PROVIDED TEXT.
-- START --
The singular brilliance of "Who Hoots?" stems from its repetitive combination of negation, delayed payoff, and expectation reversal. The reader is asked a question: Who hoots? This is followed by three pages featuring animals that do not, indeed, hoot (a dog, pig, and horse). Then comes a page saying, "Owls don't hoot," featuring a picture of a surprised and perhaps insulted owl. (As I said, the drawings are crude.) The next page responds, "Yes they do!" and under a picture of a satisfied owl are listed a couple of owly facts (they hunt at night and have swively necks). The book then answers similar questions regarding buzzing, squeaking, roaring, and quacking.

(Come to think of it, "The Camel Who Took A Walk" also featured negation, delayed payoff, and expectation reversal. A series of animals in a jungle thicket poise to pounce on each other, waiting for a strolling camel to reach a certain sun-dappled spot. At the last minute, just before reaching the spot, the camel turns and goes back. The end. Possible Ph.D. thesis: "Epistemolgies of Anticipation and Repudiation: 'The Odyssey,' 'Young Frankenstein,' and 'Who Hoots?'")

I believe that the genius of "Who Hoots?" resides less in its text than in its performance. M and I have developed an inspired reading that features a number of interpolations that are, while much appreciated by our audience, at best only implied by the author: abundant animal noises; a slow, confused rendering of the false statement ("Owls ... don't ... hoot"); an outraged howl, registering somewhere above falsetto, that appears nowhere in the text ("WHAT?"); followed by a similarly outraged declaration, at the same pitch, of "Yes they do!"
-- END --
[Dataset entries]
-- START --
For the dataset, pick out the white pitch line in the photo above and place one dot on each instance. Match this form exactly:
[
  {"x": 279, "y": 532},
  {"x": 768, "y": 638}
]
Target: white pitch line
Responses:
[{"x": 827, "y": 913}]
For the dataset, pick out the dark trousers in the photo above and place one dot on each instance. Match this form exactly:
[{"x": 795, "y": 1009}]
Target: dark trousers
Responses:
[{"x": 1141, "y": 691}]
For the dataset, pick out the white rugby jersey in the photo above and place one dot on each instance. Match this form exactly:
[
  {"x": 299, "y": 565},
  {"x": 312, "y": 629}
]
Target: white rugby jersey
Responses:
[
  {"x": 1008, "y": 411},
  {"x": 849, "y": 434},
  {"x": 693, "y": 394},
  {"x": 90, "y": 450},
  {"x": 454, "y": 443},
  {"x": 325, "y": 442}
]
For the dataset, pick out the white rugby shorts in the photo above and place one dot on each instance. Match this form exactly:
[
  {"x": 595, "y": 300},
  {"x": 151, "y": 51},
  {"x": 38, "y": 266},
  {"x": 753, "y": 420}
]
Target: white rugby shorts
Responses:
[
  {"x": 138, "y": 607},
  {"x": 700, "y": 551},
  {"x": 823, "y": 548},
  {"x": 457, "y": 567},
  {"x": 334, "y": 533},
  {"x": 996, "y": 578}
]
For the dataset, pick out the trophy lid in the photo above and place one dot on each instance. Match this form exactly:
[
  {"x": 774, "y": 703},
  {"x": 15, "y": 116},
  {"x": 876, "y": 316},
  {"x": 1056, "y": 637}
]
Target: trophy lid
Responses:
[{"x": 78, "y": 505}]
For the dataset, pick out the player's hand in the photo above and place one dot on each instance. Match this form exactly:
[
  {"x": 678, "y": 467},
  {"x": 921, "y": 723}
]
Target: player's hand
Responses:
-- END --
GOAL A. Duplicate the records verbatim, from the line containing "For the dataset, pick out the player's" through the end of the records, including both ends.
GOAL B. Pick up the commentary on "Who Hoots?" and extend it beyond its final sentence.

TASK RESULT A.
For the dataset, pick out the player's hand in the photo above and place one dot on each instance. Match this form exactly:
[
  {"x": 678, "y": 467},
  {"x": 921, "y": 723}
]
Target: player's hand
Responses:

TASK RESULT B.
At any moment of the day or night we can grab Baby A's attention by uttering in our accustomed tone either the phrase "Yes they do!" or its cousin, "That's not right!" The infant's own swively neck is often employed when she hears one of these phrases across a crowded room.

At any rate, Baby A could pass every waking hour pawing through and hearing performances of "Who Hoots?"

So a few nights ago, in a crude experiment designed to improve the child's crawling skills, M followed a reading by tossing the book a few paces and asking, "Baby A, who hoots?" Baby A spun out of M's lap, dropped to her hands and knees, crawled without a second's hesitation, and slapped her hands on the beloved volume. Repeated tossings had the kid crawling half-way across the Buddha room, proving the thesis beyond scientific doubt. Baby A won't crawl for any old thing, but she'll crawl for "Who Hoots?"

Librarians across the land would no doubt be pleased.